> _Exercise prompt_
Search the entries for the word "tower" and return every line where it is found.

> _Data shown_
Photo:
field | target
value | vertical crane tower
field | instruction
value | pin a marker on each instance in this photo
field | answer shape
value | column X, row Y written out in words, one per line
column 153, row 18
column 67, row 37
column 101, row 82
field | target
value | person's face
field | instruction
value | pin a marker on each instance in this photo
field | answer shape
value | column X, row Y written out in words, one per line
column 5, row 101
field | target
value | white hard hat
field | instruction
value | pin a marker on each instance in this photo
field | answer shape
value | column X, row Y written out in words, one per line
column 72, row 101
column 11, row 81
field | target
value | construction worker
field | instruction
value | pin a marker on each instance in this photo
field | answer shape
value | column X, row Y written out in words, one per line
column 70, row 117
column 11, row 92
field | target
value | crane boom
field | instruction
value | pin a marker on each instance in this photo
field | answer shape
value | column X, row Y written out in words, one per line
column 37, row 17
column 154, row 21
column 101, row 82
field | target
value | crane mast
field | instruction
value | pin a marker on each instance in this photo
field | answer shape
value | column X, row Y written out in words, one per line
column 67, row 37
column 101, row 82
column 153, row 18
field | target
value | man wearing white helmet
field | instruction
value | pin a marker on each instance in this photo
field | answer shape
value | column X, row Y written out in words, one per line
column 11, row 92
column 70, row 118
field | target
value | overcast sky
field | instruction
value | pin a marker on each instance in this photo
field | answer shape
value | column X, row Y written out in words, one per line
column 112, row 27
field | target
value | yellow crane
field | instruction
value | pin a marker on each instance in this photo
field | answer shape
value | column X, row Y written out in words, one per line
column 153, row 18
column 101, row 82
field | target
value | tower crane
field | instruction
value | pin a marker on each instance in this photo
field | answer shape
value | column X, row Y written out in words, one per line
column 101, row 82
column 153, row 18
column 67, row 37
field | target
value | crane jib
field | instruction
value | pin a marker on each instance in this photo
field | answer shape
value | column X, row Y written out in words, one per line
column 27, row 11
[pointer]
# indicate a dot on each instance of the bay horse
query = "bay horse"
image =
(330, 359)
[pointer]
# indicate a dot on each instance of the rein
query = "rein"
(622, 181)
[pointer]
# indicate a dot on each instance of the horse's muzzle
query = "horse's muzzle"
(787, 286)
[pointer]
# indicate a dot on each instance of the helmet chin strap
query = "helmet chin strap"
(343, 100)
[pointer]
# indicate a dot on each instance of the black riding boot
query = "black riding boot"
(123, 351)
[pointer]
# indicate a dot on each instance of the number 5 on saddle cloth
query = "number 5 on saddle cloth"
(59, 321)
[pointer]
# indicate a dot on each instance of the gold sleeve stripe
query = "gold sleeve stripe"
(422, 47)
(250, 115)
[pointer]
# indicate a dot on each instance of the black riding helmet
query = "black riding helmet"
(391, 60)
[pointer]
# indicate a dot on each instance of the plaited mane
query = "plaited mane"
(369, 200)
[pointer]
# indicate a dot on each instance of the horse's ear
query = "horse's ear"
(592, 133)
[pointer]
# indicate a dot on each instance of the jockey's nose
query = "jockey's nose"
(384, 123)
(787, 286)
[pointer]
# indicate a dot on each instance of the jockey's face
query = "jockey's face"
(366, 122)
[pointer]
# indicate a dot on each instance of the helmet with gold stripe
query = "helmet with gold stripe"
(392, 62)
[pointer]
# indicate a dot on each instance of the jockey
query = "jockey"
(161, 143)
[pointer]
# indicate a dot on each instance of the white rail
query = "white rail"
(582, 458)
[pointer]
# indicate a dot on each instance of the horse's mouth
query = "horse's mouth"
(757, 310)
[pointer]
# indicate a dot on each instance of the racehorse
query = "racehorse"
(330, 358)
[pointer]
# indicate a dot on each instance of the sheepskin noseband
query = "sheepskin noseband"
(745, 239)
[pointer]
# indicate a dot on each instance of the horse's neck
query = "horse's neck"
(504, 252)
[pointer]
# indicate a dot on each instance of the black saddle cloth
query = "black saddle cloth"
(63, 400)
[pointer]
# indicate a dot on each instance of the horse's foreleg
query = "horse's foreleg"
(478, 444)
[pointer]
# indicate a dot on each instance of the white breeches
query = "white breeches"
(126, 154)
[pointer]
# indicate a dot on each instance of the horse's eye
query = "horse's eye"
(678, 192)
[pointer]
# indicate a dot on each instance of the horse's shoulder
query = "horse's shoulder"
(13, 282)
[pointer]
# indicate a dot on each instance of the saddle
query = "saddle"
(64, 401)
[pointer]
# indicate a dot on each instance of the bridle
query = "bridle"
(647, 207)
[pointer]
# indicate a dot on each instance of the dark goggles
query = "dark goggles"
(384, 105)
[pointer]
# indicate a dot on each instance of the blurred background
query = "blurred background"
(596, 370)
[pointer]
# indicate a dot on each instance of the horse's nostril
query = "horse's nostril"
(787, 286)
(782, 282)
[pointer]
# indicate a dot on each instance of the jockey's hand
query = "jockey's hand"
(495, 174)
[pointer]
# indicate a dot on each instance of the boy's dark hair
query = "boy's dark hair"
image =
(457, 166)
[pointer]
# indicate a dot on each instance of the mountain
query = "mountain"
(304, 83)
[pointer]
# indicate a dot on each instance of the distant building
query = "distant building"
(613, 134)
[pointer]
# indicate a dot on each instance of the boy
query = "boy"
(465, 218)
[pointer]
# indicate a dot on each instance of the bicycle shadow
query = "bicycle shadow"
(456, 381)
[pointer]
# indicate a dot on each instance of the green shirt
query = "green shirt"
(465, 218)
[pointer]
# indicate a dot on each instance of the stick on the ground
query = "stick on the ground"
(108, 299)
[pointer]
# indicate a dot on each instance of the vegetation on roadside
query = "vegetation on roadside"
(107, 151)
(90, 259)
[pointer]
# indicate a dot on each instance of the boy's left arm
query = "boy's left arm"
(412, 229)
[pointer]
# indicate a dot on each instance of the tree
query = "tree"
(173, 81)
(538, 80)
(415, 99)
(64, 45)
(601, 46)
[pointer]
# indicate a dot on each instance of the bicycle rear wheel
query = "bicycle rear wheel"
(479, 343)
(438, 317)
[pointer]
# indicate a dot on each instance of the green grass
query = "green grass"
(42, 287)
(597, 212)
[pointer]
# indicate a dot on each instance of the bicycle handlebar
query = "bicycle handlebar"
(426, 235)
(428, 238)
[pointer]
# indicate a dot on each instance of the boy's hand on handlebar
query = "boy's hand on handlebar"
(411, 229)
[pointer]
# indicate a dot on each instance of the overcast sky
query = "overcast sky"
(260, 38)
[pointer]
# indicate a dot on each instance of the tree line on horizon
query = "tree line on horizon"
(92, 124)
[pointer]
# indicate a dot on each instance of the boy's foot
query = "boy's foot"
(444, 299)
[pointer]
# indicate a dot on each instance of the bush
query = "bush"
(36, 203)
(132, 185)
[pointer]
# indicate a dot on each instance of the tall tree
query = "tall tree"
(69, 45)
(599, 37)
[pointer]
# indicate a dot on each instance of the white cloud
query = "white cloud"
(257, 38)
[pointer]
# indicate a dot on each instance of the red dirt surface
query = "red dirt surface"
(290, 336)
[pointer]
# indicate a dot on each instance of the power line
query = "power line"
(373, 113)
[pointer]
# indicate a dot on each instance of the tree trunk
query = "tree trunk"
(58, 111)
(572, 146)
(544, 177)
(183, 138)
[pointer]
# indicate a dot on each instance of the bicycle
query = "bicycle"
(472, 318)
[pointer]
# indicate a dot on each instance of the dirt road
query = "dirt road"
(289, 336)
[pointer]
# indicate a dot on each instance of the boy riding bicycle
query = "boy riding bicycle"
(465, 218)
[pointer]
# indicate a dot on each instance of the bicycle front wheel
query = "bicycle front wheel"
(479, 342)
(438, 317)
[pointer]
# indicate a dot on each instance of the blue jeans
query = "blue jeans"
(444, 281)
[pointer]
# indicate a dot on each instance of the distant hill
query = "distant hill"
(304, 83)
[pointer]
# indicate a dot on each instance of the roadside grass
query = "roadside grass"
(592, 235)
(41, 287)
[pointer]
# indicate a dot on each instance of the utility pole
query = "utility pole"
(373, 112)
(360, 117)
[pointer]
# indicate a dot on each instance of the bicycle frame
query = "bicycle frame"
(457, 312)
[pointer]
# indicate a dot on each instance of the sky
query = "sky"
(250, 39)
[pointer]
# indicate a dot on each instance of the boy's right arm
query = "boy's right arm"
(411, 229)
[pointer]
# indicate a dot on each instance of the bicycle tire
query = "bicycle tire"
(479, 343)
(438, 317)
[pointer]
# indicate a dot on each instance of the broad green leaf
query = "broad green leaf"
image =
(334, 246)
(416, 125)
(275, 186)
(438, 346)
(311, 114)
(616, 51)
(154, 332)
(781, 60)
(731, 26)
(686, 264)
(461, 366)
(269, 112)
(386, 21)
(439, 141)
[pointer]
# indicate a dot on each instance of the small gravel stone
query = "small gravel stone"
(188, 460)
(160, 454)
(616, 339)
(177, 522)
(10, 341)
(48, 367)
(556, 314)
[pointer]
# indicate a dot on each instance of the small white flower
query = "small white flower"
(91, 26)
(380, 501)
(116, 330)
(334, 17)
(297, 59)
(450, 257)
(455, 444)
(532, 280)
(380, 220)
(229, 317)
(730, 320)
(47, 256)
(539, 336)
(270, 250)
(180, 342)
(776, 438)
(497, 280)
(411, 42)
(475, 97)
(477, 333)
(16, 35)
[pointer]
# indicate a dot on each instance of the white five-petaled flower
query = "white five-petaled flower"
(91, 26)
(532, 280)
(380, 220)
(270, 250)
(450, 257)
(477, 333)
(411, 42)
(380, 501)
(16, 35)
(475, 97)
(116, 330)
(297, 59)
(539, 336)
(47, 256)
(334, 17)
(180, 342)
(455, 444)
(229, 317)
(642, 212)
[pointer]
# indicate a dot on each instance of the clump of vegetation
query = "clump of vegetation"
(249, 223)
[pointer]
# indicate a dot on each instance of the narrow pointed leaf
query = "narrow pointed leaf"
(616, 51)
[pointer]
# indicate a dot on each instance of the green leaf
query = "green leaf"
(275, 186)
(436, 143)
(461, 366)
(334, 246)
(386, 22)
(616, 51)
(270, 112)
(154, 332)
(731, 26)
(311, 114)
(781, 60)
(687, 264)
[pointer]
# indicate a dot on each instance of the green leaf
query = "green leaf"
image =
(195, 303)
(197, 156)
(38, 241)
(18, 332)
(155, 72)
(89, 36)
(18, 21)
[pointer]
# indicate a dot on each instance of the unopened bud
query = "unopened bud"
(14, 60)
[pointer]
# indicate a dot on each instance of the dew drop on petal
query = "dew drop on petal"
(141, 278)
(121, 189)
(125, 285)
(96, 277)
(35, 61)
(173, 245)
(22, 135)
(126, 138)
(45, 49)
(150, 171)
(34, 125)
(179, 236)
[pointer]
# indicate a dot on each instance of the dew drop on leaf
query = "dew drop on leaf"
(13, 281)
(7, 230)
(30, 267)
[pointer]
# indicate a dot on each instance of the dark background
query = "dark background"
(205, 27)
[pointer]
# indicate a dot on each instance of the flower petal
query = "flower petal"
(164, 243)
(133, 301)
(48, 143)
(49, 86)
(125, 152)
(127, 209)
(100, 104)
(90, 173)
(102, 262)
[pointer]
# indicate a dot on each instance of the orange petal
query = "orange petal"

> _Exercise solution_
value | vertical crane tower
value | tower crane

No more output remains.